*What you are asked to do*
Return only this: the line with "of the thumb?" and all the lines that follow it below, through the final one, exactly as they are.

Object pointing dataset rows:
--------
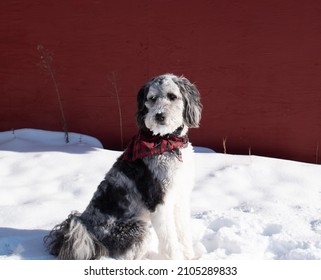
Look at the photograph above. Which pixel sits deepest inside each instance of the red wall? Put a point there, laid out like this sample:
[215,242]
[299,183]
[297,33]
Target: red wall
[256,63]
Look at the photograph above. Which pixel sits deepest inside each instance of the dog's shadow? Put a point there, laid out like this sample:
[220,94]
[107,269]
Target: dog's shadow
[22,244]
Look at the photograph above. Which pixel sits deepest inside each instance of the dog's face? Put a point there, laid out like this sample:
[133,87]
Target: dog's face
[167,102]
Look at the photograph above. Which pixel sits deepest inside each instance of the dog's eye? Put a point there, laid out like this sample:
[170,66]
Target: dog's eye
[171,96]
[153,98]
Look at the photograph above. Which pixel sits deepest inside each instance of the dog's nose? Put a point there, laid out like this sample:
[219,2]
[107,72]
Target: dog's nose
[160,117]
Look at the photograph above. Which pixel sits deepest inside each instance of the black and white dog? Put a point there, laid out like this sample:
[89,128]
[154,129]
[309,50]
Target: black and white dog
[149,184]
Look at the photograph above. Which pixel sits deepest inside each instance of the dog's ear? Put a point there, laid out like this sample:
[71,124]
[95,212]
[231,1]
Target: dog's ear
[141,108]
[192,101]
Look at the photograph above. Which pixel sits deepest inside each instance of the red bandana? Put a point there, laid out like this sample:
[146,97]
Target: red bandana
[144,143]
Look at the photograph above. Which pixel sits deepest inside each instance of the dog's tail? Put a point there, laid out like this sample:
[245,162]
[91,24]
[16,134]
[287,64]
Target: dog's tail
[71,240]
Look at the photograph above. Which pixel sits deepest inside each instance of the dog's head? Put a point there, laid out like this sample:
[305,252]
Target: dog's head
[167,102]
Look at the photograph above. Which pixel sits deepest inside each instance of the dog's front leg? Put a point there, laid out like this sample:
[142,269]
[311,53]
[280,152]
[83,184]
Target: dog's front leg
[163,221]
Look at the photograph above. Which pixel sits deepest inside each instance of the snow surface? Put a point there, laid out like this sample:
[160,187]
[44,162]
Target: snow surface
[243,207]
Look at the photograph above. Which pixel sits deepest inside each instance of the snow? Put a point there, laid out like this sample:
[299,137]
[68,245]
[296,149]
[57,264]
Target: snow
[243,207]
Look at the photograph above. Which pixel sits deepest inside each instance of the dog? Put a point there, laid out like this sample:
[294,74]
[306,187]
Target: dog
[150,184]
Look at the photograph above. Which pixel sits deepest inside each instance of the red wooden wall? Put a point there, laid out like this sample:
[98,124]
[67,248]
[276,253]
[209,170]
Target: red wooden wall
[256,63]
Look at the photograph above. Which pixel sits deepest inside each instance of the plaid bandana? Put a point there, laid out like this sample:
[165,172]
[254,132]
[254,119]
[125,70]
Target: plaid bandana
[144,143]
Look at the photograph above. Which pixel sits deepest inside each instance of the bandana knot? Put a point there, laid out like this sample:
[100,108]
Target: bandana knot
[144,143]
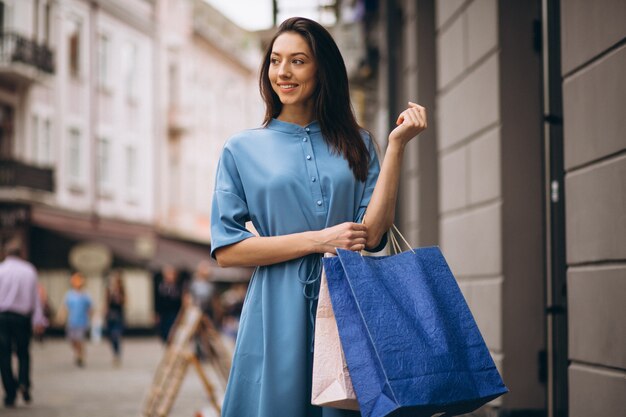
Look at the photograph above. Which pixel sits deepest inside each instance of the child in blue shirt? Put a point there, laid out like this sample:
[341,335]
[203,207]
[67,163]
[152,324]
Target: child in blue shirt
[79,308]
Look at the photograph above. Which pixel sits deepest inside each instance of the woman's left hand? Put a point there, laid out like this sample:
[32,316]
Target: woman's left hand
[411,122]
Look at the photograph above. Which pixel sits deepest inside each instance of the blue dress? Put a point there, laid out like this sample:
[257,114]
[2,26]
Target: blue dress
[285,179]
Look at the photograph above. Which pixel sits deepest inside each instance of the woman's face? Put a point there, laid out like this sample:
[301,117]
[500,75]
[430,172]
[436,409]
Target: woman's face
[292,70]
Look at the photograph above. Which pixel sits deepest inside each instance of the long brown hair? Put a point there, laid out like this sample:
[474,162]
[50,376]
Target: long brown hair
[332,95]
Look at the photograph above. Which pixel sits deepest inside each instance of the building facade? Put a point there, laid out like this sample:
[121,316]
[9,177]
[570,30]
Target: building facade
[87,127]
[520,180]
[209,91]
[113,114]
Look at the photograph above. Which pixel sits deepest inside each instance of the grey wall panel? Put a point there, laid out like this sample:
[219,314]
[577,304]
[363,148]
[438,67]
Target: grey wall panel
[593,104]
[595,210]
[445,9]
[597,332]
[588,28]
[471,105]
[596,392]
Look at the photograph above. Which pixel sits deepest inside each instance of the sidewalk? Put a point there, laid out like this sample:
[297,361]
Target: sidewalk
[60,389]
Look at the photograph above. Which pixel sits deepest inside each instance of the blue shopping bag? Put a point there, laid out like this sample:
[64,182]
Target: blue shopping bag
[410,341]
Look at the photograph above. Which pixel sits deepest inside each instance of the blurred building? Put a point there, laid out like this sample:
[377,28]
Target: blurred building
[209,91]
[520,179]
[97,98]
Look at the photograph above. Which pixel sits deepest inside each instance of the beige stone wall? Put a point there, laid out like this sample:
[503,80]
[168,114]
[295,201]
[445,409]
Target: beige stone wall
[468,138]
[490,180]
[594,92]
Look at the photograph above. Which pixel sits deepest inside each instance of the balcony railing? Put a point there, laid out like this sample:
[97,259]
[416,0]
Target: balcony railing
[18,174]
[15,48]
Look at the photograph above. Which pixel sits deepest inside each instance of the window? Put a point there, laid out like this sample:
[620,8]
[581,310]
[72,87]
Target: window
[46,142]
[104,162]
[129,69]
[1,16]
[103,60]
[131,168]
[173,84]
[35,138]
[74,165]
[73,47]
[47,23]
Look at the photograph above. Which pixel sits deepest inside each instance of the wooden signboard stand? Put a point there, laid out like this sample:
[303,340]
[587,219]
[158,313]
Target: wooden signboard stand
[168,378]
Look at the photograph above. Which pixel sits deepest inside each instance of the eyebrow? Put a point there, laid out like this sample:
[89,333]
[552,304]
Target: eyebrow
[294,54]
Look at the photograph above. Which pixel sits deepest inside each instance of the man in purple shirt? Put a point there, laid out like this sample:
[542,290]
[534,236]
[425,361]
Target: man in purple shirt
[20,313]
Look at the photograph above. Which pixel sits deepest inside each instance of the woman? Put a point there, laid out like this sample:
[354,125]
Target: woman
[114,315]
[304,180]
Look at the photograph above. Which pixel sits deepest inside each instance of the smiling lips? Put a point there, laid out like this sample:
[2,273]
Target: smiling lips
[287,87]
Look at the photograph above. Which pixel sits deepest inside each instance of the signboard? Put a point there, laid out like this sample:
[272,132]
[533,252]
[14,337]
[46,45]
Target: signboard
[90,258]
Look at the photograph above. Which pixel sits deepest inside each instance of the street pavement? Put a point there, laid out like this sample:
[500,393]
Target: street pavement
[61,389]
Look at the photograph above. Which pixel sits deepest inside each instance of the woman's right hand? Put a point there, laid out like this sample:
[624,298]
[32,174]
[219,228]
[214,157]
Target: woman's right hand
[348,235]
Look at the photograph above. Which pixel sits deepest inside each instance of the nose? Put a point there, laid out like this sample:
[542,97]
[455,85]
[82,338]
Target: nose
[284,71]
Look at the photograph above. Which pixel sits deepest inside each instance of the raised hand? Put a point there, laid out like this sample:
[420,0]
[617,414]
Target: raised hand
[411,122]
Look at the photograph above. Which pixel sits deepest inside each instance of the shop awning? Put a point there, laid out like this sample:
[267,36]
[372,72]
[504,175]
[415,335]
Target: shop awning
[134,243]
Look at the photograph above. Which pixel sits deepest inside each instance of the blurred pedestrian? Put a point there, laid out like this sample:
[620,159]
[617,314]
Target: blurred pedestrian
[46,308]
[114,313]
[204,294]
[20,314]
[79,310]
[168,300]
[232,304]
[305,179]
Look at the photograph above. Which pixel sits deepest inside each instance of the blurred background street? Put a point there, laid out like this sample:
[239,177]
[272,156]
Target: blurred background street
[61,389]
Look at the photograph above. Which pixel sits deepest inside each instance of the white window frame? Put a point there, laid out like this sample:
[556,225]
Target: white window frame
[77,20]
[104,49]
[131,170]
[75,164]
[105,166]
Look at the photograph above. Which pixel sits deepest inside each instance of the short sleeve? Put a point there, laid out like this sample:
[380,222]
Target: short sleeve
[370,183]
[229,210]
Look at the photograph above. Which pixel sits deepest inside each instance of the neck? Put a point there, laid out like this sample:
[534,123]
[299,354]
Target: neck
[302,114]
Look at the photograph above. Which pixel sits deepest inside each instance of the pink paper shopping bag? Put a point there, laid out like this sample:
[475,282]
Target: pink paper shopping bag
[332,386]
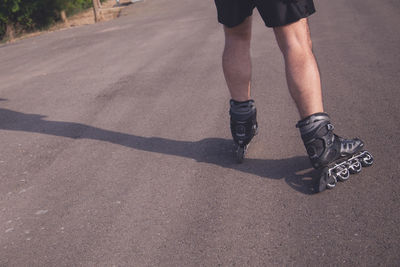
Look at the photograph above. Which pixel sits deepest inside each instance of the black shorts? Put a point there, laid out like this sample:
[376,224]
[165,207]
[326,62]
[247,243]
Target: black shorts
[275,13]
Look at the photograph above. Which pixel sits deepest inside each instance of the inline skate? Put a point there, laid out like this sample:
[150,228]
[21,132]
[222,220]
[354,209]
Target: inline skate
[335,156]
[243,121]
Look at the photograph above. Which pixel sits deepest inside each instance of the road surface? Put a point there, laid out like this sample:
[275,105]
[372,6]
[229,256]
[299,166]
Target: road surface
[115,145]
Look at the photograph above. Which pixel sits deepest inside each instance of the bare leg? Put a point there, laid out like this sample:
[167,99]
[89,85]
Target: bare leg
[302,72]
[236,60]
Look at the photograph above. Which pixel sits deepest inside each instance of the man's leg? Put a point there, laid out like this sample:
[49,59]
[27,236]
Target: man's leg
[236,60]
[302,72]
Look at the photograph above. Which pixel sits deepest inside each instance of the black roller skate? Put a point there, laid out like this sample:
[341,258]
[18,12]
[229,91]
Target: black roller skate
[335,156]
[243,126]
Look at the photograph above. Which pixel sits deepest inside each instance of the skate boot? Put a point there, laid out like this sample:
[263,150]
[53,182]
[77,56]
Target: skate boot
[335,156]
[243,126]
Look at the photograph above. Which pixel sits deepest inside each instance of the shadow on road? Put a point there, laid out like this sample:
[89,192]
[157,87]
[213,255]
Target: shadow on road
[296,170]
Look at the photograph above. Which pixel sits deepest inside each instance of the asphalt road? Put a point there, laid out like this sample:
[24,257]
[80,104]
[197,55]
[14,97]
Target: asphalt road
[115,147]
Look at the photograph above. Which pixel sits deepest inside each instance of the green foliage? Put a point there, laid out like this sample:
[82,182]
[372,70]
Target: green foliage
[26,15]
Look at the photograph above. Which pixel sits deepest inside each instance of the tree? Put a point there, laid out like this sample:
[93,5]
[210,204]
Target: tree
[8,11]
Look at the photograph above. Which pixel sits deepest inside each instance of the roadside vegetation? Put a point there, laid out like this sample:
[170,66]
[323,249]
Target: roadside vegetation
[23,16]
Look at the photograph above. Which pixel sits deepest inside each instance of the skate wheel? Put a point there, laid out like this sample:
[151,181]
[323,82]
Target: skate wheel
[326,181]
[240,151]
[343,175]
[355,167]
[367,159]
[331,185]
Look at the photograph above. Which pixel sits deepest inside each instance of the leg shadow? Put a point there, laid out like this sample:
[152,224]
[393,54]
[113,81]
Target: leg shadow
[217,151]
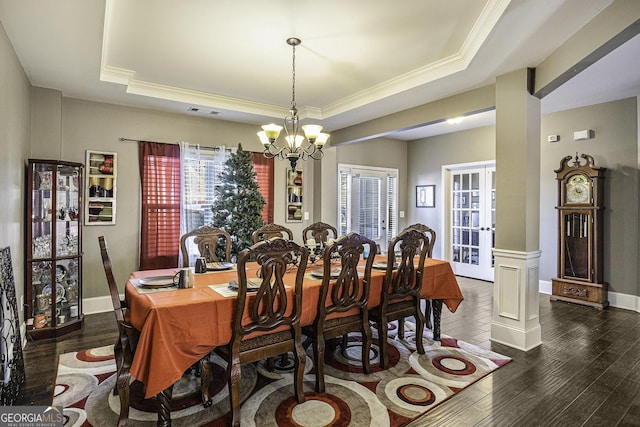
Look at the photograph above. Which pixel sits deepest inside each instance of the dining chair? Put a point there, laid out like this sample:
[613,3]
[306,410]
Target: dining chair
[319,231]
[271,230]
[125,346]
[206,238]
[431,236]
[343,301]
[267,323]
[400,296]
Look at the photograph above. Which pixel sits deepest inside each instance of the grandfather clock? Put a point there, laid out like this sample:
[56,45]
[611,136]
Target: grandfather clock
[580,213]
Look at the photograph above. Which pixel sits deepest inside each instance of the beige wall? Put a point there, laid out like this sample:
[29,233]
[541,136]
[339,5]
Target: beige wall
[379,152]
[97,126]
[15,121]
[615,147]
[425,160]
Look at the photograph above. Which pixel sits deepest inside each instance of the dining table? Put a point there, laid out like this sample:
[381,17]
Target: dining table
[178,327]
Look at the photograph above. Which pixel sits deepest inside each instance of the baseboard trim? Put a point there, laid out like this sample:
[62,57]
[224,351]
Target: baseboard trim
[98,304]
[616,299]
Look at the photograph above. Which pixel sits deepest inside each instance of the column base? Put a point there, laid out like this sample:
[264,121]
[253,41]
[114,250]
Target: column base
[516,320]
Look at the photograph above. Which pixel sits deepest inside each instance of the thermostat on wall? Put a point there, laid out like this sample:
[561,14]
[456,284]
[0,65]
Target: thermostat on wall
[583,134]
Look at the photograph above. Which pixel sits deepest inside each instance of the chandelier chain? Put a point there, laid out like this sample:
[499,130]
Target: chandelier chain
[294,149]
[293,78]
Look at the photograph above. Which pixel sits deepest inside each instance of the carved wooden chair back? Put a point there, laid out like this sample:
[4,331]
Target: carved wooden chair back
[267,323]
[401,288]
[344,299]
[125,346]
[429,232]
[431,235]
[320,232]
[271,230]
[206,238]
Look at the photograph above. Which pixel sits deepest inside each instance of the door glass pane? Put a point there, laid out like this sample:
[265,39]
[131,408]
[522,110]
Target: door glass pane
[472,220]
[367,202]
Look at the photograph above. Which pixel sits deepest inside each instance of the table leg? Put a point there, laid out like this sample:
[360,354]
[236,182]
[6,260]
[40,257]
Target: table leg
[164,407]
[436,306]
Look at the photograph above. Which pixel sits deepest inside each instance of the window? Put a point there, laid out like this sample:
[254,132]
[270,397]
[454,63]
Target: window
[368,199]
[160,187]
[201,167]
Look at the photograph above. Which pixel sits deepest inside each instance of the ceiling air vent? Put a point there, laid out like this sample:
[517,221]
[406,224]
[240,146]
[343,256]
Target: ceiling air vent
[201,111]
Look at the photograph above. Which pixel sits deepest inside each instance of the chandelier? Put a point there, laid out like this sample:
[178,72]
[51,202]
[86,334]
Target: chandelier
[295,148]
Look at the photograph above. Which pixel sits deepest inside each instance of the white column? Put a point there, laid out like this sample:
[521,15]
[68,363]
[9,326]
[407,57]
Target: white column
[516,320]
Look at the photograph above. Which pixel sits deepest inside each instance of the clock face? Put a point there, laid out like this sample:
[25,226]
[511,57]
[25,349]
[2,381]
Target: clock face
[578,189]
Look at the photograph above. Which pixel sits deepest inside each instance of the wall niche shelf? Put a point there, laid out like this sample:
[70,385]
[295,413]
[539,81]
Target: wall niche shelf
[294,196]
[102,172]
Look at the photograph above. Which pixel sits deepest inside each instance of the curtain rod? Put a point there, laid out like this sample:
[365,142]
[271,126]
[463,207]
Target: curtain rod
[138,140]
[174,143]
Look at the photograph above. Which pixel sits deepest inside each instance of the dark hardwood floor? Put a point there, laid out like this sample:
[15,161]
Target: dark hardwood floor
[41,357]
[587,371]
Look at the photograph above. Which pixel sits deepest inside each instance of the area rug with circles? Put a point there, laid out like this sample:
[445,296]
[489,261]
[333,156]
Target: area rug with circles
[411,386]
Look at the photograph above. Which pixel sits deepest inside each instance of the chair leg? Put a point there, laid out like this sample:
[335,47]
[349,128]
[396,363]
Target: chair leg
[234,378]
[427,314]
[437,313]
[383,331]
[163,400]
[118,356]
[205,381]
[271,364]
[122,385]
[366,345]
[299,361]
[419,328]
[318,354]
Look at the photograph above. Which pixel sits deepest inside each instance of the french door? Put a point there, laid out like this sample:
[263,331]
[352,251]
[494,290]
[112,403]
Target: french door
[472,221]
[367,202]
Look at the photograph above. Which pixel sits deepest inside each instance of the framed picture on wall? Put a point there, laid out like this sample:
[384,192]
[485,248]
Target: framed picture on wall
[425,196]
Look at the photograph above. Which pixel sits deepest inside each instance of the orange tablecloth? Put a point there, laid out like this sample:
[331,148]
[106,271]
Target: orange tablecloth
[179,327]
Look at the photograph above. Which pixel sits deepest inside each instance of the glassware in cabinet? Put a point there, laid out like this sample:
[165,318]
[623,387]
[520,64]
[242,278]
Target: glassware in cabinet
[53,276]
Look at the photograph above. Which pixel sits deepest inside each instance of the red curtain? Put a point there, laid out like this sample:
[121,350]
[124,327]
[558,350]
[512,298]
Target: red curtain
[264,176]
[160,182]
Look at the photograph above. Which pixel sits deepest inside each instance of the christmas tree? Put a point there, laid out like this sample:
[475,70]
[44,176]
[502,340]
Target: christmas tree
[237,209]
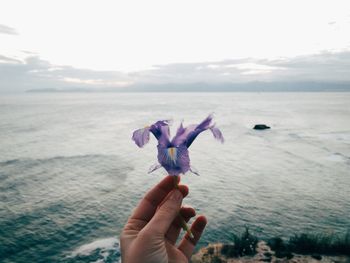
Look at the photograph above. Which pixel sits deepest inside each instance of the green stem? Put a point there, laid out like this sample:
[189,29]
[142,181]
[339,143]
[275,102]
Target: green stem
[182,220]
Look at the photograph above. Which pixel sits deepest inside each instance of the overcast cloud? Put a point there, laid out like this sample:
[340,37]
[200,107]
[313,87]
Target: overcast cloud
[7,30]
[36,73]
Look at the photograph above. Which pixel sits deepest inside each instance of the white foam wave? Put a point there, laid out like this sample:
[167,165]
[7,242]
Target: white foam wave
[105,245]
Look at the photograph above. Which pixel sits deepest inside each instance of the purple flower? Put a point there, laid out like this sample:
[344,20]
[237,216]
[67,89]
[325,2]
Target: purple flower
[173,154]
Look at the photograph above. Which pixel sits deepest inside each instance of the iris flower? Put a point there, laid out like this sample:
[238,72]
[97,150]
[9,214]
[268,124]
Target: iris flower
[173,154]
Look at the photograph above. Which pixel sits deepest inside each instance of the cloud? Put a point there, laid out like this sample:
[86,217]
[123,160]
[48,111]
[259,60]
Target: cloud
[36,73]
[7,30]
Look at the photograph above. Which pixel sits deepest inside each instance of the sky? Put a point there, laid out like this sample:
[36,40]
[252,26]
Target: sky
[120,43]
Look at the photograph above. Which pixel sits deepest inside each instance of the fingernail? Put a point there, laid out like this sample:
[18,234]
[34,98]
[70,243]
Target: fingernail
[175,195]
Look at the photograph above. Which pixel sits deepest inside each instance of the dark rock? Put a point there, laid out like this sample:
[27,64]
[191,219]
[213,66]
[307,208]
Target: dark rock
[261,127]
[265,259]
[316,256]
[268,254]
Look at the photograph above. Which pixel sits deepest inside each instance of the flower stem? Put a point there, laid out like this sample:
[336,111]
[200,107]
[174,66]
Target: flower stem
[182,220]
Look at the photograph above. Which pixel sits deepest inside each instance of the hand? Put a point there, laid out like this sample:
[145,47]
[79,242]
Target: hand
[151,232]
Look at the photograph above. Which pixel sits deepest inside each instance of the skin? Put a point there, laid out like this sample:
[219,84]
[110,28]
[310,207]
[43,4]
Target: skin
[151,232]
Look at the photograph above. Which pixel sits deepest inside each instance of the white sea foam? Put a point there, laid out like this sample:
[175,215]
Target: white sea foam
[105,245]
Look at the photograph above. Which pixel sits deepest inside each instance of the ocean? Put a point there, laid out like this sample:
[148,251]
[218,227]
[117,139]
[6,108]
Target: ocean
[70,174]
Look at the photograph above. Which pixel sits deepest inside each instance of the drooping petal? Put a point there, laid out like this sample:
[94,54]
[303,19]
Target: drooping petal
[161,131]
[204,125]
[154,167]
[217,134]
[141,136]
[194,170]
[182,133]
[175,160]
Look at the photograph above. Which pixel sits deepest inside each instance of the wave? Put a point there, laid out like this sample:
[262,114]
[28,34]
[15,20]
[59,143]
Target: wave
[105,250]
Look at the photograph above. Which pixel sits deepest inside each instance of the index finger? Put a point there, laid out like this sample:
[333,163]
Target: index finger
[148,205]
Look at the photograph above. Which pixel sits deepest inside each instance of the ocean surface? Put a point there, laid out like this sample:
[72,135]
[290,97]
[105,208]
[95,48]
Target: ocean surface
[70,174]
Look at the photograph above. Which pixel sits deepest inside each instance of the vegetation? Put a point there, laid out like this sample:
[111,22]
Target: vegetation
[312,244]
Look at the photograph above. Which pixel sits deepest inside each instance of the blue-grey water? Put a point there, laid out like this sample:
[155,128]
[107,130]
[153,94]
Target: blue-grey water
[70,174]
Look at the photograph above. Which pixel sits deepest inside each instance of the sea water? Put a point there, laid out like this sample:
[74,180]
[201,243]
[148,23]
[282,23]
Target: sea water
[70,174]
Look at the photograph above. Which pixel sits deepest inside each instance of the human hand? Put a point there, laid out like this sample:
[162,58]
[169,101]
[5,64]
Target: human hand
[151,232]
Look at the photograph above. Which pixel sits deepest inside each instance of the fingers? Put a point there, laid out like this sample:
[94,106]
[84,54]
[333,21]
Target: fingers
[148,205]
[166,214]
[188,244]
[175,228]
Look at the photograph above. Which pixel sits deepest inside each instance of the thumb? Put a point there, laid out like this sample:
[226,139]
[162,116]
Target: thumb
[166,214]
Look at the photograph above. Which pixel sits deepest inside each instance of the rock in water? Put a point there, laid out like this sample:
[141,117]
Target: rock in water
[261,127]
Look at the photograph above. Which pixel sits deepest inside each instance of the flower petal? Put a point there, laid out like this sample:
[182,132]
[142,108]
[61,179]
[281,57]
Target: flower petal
--------
*Solution for this exercise*
Look at the photograph above. Which pixel sits deepest inside each instance of the thumb? Put a point there, laid out like this sample:
[226,139]
[162,116]
Target: thumb
[166,214]
Look at the photograph above. Which pixel sits deepest inside each instance of the rock in water? Put a point there, laid out like this sample:
[141,117]
Target: rock in water
[261,127]
Look at the photograph above. Which pixel sits deepest inside each instance of the flower petal? Put a point there, laid out like this sample:
[182,132]
[142,108]
[61,179]
[281,57]
Target: flower petal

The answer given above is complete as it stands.